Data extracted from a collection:
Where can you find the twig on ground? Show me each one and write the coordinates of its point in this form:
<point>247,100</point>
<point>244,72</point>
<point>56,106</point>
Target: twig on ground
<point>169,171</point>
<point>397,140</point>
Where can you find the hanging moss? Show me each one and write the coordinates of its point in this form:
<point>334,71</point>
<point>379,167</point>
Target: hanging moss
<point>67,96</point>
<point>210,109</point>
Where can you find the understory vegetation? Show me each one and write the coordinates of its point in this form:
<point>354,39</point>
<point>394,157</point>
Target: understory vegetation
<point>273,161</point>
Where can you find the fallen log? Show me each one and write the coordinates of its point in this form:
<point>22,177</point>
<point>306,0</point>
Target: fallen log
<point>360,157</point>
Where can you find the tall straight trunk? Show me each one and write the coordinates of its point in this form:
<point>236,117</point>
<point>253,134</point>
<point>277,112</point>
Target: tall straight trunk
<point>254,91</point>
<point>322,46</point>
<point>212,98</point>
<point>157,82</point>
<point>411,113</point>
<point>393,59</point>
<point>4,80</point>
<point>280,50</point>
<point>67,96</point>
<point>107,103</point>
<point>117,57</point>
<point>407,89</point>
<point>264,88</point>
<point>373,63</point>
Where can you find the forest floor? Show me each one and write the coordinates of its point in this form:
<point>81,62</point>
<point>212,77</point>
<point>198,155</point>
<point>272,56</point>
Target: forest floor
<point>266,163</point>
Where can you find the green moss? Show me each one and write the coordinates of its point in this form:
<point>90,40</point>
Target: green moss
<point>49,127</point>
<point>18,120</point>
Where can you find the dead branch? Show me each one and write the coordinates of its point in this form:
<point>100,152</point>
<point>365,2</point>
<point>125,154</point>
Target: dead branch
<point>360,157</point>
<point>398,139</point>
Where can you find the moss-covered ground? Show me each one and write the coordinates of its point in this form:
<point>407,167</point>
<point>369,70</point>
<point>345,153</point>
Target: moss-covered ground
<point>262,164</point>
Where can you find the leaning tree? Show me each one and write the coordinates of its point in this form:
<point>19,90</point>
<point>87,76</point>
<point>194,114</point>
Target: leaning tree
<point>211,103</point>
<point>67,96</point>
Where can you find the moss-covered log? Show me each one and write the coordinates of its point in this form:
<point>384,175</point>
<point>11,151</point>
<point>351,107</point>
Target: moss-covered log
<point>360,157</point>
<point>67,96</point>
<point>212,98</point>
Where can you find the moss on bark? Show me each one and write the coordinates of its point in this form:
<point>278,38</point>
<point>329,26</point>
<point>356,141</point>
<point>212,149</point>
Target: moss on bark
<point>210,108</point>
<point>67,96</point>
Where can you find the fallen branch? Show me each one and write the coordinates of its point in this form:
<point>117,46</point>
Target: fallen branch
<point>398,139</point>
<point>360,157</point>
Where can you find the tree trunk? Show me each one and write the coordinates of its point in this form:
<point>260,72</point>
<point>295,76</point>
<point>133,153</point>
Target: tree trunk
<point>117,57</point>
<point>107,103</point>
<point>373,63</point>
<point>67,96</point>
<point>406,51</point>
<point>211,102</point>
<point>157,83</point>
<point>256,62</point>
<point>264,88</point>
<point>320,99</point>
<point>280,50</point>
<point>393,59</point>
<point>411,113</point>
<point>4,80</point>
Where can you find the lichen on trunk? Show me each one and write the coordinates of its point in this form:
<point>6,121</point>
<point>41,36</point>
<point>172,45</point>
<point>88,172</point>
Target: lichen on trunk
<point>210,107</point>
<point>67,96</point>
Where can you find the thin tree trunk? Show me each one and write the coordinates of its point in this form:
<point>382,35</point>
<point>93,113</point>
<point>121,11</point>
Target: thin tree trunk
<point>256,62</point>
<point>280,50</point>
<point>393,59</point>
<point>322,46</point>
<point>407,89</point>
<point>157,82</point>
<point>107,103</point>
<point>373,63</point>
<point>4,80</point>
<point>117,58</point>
...
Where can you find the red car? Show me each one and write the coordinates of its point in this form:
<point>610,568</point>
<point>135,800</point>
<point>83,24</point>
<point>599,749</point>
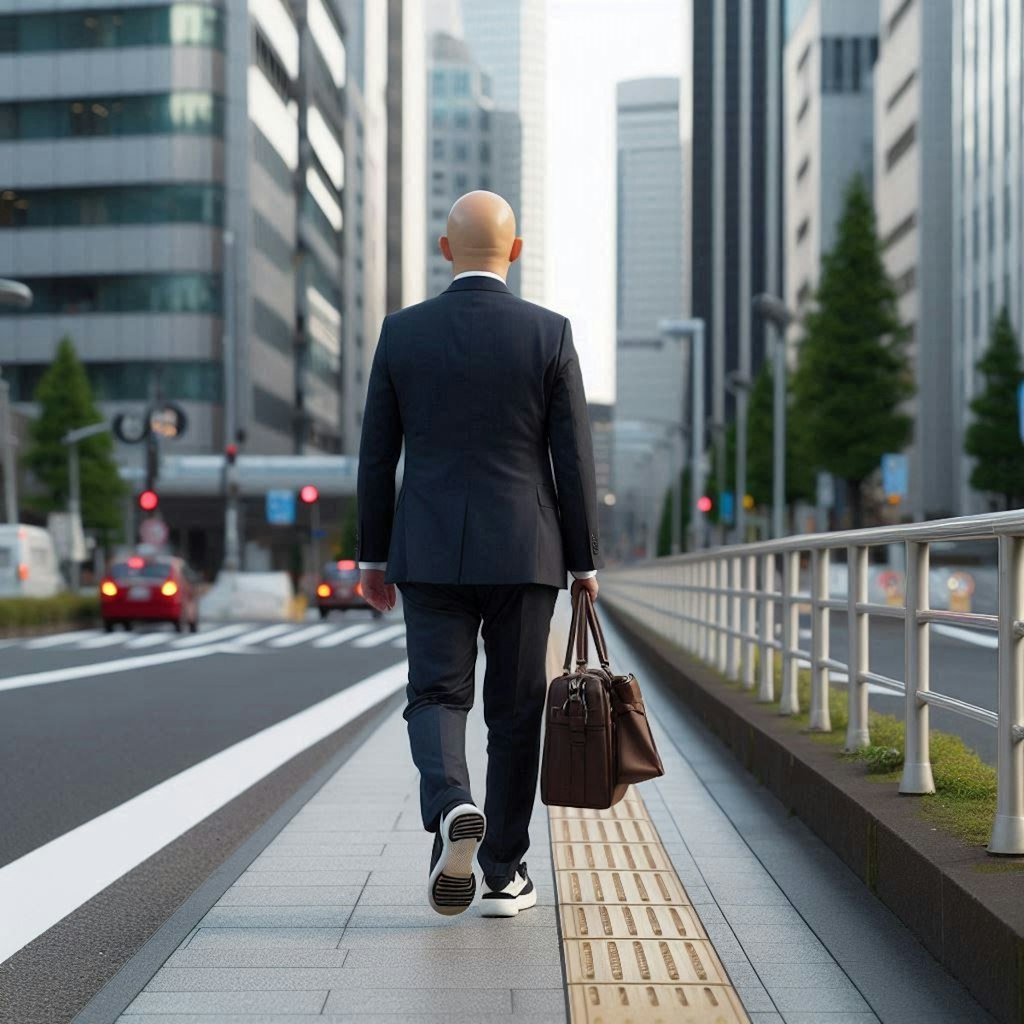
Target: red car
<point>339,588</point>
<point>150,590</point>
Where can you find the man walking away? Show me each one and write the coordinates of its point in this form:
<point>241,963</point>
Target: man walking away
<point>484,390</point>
---
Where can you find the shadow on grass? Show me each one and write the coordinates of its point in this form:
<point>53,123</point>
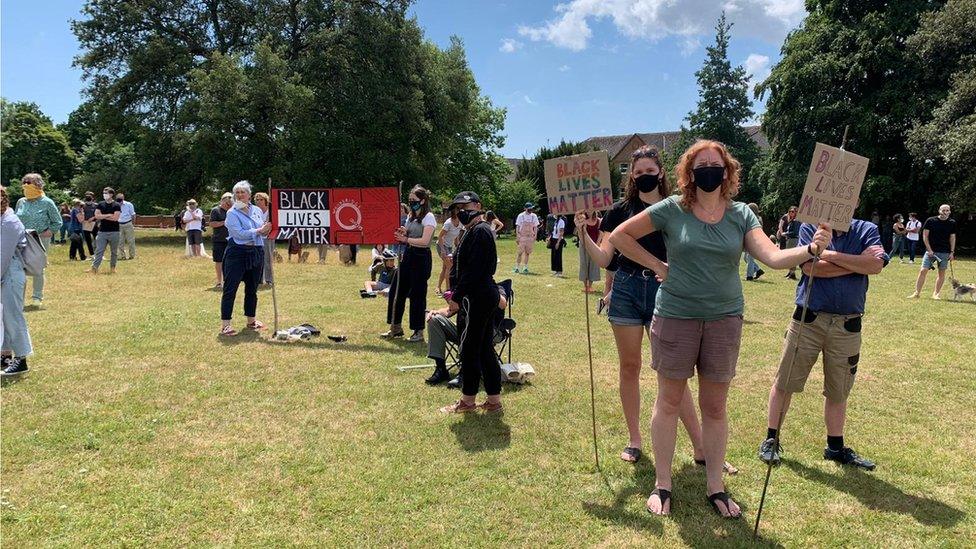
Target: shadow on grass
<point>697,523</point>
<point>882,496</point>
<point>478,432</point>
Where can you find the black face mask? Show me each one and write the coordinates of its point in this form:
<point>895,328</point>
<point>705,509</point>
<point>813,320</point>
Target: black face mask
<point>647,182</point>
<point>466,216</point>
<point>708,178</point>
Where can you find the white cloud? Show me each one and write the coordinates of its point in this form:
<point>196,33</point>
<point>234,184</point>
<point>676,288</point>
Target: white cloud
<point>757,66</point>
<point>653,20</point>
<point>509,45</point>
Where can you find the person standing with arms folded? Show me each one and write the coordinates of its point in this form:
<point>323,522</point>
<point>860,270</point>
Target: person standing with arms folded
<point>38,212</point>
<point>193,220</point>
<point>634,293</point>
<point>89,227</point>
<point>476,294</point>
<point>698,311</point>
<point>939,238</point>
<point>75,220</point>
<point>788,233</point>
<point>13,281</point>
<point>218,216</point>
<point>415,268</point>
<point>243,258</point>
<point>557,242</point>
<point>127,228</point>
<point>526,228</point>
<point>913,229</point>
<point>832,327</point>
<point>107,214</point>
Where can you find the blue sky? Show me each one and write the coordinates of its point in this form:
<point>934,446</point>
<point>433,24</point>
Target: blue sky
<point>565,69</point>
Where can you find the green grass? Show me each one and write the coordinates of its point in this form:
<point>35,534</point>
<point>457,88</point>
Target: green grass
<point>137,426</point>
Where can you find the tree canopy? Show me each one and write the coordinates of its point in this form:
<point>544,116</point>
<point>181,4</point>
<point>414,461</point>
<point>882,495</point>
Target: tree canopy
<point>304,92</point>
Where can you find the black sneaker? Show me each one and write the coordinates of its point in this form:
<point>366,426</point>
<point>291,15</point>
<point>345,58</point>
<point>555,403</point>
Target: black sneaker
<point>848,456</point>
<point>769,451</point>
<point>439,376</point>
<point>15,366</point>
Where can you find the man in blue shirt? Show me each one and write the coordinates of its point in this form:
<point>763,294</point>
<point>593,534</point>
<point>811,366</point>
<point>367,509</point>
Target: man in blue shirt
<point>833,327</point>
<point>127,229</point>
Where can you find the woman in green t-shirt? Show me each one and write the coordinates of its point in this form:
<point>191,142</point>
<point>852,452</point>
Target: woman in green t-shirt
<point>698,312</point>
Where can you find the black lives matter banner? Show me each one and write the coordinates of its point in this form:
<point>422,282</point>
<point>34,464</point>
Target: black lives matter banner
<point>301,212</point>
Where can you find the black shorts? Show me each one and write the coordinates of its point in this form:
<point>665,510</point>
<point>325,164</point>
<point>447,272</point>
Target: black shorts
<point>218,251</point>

Written problem -
Arrange the records as a Markdown table with the columns "Row" and "Line", covering only the lines from the one containing "Where can you find the tree trunk?" through the one containing "<point>117,58</point>", both included. Number each line in order, and omit blank lines.

Task result -
| Row | Line |
|---|---|
| 1 | Where can you find the tree trunk? Show me each one and write the coordinates of its point in this form: |
| 2 | <point>260,72</point> |
| 3 | <point>295,76</point> |
| 4 | <point>133,153</point> |
| 5 | Target: tree trunk |
| 6 | <point>117,57</point> |
| 7 | <point>107,103</point> |
| 8 | <point>373,63</point> |
| 9 | <point>67,96</point> |
| 10 | <point>406,51</point> |
| 11 | <point>211,102</point> |
| 12 | <point>157,83</point> |
| 13 | <point>256,62</point> |
| 14 | <point>264,88</point> |
| 15 | <point>320,99</point> |
| 16 | <point>280,50</point> |
| 17 | <point>393,59</point> |
| 18 | <point>411,113</point> |
| 19 | <point>4,80</point> |
| 20 | Where can you find the lichen on trunk? Show me each one and write the coordinates of its point in this form: |
| 21 | <point>6,121</point> |
| 22 | <point>41,36</point> |
| 23 | <point>172,45</point> |
| 24 | <point>88,172</point> |
| 25 | Target: lichen on trunk |
| 26 | <point>210,107</point> |
| 27 | <point>67,96</point> |
| 28 | Where can you find the thin tree trunk? Show me each one and write the coordinates of its point in this form: |
| 29 | <point>382,35</point> |
| 30 | <point>93,113</point> |
| 31 | <point>121,11</point> |
| 32 | Target: thin tree trunk |
| 33 | <point>256,62</point> |
| 34 | <point>280,50</point> |
| 35 | <point>393,59</point> |
| 36 | <point>322,46</point> |
| 37 | <point>407,89</point> |
| 38 | <point>157,82</point> |
| 39 | <point>107,103</point> |
| 40 | <point>373,63</point> |
| 41 | <point>4,80</point> |
| 42 | <point>117,58</point> |